• [Required action A]: From the text on online nursing degrees, list every place it names where you could study or send in homework on your laptop.
• [Required action B]: Please reproduce everything in the text on online nursing degrees from "Online nursing degrees are" down to "have their limitations.".

• [Text block]:
- Opening Delimiter -

Online nursing degrees are growing in popularity as more people rush to enter the lucrative, highly in-demand field of nursing.
Online degrees offer some wonderful advantages. You can take classes at whatever time of day is convenient for you. You can work full-time and still earn a salary while getting your degree. You can bring your laptop with you and study and send in homework assignments while you are on the bus or subway, at the beach, or at the coffeeshop. You don’t have to spend time and gasoline driving to a college campus, looking for parking, walking half a mile to your building, walking back….
However, online nursing degrees do have their limitations.
First of all, there is currently only one online program in the country that we know of – the University of Wisconsin at Oshkosh – that allows a person with no healthcare degree or certificate to get their nursing degree. They take a limited number of students, they require you to have a previous bachelor’s degree, you must have completed a number of science and other prerequisites, and they grant an accelerated second bachelor’s degree. Most of the program is online, but you must go to the campus in Oshkosh several times, AND not every state offers the clinicals that are required for the program.

- Closing Delimiter -

• [Recorded information]:
- Opening Delimiter -

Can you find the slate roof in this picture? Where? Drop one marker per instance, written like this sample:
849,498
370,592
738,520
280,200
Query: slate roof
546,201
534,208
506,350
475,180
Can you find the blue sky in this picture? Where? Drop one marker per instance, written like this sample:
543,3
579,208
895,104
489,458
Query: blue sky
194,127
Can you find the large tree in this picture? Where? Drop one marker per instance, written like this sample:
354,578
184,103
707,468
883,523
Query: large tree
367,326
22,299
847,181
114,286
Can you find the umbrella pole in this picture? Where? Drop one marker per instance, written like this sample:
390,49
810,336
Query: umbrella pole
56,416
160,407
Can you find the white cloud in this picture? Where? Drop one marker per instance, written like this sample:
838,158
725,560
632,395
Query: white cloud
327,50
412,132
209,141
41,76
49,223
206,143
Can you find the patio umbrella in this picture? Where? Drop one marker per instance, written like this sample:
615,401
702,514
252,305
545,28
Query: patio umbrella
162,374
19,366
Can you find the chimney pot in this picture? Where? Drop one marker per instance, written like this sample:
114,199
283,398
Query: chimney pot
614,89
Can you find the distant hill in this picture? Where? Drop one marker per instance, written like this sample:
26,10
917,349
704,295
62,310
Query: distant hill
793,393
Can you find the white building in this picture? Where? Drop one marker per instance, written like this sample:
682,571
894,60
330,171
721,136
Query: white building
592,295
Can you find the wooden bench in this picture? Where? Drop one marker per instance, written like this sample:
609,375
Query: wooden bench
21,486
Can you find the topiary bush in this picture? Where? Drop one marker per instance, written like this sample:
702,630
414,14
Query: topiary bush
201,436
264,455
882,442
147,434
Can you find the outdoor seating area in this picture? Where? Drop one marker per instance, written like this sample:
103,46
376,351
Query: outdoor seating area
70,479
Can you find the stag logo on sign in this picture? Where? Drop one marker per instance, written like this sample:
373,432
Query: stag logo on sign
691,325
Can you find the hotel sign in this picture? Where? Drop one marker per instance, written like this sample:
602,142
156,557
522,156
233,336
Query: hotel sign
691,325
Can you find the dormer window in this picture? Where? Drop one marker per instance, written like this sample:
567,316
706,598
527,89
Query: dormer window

- Closing Delimiter -

• [Response area A]:
the bus
the subway
the beach
the coffeeshop

• [Response area B]:
Online nursing degrees are growing in popularity as more people rush to enter the lucrative, highly in-demand field of nursing.
Online degrees offer some wonderful advantages. You can take classes at whatever time of day is convenient for you. You can work full-time and still earn a salary while getting your degree. You can bring your laptop with you and study and send in homework assignments while you are on the bus or subway, at the beach, or at the coffeeshop. You don’t have to spend time and gasoline driving to a college campus, looking for parking, walking half a mile to your building, walking back….
However, online nursing degrees do have their limitations.